[Coordinate annotation records]
===
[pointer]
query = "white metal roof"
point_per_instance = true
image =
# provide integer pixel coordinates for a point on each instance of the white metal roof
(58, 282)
===
**EXERCISE AIM**
Copy every line of the records above character for character, with no changes.

**COMPLETE RESPONSE**
[pointer]
query = "white metal roof"
point_per_instance = true
image =
# provide integer pixel coordinates for a point on each instance of the white metal roof
(58, 282)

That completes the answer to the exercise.